-- Instruções da tarefa --
Responda com base no texto sobre a suspensão dos processos do FGTS:
(a) Qual ministro tomou a decisão de suspender os processos?
(b) Desde quando a ação está no STJ?
(c) Por lei, qual taxa corrige o FGTS, e desde que ano ela tem perdido para a inflação?

-- Texto para leitura --
════════════════

Justiça suspende todos os processos de solicitam correção do FGTS

Congelamento, obtido pela Caixa, deve durar até STJ analisar um dos casos que chegaram à Corte

Ação no STJ ganhou velocidade após Caixa sofrer algumas derrotas. Foto:Divulgação
Ação no STJ ganhou velocidade após Caixa sofrer algumas derrotas. Foto:Divulgação

O Superior Tribunal de Justiça (STJ) suspendeu todos os cerca de 50 mil processos que pedem a correção do Fundo de Garantia do Tempo de Serviço (FGTS) pela inflação. A decisão foi tomada nesta terça-feira (25) pelo ministro Benedito Gonçalves, e valerá até que ele conclua a análise de um dos casos que chegaram à Corte.

A ação está no STJ desde maio passado, e ganhou velocidade após a Caixa Econômica Federal (CEF) sofrer algumas derrotas na disputa com os trabalhadores.

“Foi só aparecer condenação à Caixa e a coisa andou”, afirma o advogado Rafafel Filisbino, responsáveis por uma das primeiras decisões favoráveis à correção pelo FGTS. “Para a gente é ótimo, pois [a disputa] vai  andar mais rapidamente”, pondera.

Por lei, o FGTS é corrigido pela Taxa Referencial (TR), que tem perdido para a inflação desde 1999. Isso leva à perda do poder de compra dos saldos que os trabalhadores têm no fundo. Por isso, a Caixa tem enfrentado uma avalanche de ações em que se pede a atualização dos recursos por um indicador inflacionário, como o IPCA ou o INPC, para garantir a correção monetária – também prevista em lei.

════════════════

Entradas de dados salvas:
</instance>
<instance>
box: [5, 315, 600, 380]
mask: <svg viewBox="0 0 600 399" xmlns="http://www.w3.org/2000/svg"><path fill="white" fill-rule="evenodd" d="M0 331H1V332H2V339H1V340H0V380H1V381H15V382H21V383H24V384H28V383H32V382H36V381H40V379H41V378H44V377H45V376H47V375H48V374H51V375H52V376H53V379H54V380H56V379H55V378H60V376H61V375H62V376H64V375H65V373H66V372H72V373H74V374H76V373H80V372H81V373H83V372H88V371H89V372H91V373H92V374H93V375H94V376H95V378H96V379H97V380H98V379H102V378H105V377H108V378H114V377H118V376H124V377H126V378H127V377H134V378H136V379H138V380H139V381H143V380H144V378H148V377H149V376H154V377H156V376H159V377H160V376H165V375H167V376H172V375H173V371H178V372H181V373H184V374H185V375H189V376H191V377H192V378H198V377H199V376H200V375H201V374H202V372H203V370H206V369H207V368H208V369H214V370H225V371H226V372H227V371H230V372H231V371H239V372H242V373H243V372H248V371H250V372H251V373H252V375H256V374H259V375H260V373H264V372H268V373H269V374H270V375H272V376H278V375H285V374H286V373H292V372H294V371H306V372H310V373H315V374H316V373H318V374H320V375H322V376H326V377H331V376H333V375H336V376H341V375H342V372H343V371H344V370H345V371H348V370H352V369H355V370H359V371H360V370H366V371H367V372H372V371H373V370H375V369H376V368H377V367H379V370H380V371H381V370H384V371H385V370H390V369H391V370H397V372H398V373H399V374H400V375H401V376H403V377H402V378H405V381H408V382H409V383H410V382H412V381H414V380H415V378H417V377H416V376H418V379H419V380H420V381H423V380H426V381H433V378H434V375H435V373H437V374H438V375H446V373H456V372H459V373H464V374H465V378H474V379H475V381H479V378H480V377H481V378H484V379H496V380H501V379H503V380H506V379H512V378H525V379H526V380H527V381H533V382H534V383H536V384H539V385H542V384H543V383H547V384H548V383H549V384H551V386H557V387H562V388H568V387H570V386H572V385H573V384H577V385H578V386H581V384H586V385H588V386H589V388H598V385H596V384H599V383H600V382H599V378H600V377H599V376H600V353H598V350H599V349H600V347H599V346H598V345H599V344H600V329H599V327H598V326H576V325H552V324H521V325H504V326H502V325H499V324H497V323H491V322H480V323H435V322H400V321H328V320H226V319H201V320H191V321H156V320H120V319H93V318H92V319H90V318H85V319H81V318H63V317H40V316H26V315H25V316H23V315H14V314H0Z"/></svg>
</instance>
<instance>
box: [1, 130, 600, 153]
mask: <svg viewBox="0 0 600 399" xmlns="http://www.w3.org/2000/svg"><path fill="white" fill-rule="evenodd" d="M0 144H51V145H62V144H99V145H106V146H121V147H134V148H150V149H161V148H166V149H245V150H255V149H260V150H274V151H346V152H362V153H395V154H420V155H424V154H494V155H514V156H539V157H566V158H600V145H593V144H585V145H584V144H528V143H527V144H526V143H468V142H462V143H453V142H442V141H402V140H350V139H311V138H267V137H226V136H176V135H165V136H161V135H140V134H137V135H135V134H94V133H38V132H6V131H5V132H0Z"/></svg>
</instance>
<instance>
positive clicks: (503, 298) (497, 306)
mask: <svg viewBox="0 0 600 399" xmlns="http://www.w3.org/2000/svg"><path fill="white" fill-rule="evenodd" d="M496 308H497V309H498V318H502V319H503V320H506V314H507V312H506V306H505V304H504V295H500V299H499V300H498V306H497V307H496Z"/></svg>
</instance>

════════════════

-- Resposta da tarefa --
(a) A decisão foi tomada pelo ministro Benedito Gonçalves.
(b) A ação está no STJ desde maio passado.
(c) O FGTS é corrigido pela Taxa Referencial (TR), que tem perdido para a inflação desde 1999.